━━━━━ Избранный отрывок ━━━━━

Американский эксперт в суждениях о русской злобе не заглянул даже в словарь Даля. Там Зло предстает как живое существо (Худо, Лихо), одинаково противопоставленное и к интеллектуальной истине, и к нравственному добру; «В отвлеченном виде зло олицетворяется духом тьмы». Злой всегда пагубный; естественно, что он воспринимается как враг, с которым следует быть беспощадным. Злоба — это злорадство, ненависть, «злое расположение», а злость предстает как «свойство, качество души или как страсть». Злобный — мстительный и злопамятный (это конкретное проявление нравственного и интеллектуального зла), а злостный — скрытно злонамеренный (уже отвлеченно данный).

━━━━━

▶ **Цель 1**
Выпишите все существительные с корнем «зл», которые встречаются в отрывке о русской злобе, в начальной форме.
▶ **Цель 2**
Напишите продолжение отрывка о русской злобе, начав сразу после его последнего предложения.
Пункты, приведенные далее, взяты из другого источника.

━━━━━ Список пунктов ━━━━━

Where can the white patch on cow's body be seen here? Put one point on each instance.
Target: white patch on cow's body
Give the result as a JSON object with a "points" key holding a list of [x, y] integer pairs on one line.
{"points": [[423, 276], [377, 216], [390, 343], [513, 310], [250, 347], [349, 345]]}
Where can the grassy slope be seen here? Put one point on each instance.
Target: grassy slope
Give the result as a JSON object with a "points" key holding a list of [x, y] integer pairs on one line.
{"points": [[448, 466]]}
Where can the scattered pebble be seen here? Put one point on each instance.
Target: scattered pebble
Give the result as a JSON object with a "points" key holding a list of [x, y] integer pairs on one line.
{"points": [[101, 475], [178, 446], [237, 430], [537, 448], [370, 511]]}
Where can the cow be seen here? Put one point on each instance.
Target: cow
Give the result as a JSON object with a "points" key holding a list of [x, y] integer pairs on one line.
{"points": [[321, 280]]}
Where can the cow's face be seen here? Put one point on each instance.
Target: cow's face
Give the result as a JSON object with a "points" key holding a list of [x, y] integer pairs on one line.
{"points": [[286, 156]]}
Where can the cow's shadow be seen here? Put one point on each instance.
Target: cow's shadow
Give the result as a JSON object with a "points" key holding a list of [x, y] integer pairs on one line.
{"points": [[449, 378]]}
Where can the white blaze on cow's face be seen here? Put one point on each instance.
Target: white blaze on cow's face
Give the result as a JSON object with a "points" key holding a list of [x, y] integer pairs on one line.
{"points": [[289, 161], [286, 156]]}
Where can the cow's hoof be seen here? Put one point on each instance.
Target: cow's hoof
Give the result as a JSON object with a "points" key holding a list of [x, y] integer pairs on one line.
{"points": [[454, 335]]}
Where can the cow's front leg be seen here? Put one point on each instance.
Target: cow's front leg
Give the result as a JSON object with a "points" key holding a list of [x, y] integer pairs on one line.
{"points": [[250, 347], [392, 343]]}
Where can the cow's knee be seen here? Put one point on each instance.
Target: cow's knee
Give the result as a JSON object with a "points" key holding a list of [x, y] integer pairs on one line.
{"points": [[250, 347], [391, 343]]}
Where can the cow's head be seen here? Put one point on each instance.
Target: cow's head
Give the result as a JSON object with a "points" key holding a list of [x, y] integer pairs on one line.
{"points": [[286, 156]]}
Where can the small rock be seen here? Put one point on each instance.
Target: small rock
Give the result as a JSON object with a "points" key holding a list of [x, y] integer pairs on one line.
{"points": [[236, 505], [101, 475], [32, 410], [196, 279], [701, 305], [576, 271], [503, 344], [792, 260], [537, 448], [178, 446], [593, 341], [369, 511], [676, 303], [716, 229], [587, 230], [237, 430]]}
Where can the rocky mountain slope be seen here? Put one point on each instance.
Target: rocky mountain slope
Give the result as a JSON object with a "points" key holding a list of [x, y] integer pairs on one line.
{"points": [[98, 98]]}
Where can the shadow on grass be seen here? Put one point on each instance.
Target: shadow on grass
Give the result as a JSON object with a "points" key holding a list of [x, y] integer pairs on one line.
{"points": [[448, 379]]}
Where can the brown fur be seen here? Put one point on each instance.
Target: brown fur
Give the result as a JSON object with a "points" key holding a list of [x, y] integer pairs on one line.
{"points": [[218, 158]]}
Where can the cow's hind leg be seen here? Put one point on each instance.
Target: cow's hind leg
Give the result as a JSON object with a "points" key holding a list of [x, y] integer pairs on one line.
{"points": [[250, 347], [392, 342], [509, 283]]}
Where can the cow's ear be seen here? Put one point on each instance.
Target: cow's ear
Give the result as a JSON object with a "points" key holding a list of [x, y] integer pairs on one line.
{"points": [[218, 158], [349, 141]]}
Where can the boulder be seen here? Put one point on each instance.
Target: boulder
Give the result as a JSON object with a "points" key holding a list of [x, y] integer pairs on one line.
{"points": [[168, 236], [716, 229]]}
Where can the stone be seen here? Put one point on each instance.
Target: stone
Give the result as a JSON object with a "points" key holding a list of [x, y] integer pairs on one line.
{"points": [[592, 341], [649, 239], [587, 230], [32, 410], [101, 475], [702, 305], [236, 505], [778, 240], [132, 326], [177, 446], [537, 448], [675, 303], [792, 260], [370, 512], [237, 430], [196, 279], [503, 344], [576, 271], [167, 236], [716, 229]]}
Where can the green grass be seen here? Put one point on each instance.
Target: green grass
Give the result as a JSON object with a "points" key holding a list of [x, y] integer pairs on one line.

━━━━━

▶ **Результат 1**
зло, злоба, злорадство, злость

▶ **Результат 2**
Добрый человек

Доброй может быть вещь, и она добротна, но есть и добрый человек. Слово одно и то же, но смысл незаметно другой, как все, что в оттенках представлено в этом самом добре. Интересно взглянуть, как изменялись оттенки слова, наряду и совместно с другими, по смыслу ему подобными.

В далекой древности добро и добрый значит ‘крепкий, сильный, прочный’ — это доброта, с исконным ударением на суффиксе. Добротность сделанного, урожденного, данного как уж Бог послал. Добрый молодец русских сказок именно таков. Крепкий, сильный, здоровый.

С XII в. то же слово, ничуть не изменяясь по форме, получает уже переносное значение. Добрый человек теперь — богатый, потому что и добро понимается уже как ‘имущество, достаток’, прежде всего «в животах» — в домашних животных. Благополучие дома — в них, так что это, конечно, добро. Метонимичность мышления незаметно переводит ускользающую мысль с одного объема понятия на другой, поскольку, как всем ясно, и «по жизни так». Добрый человек — «дельный, сведущий, умеющий, усердный, исправный», говорит нам Владимир Даль, отмечая исходный смысл сочетания двух этих слов.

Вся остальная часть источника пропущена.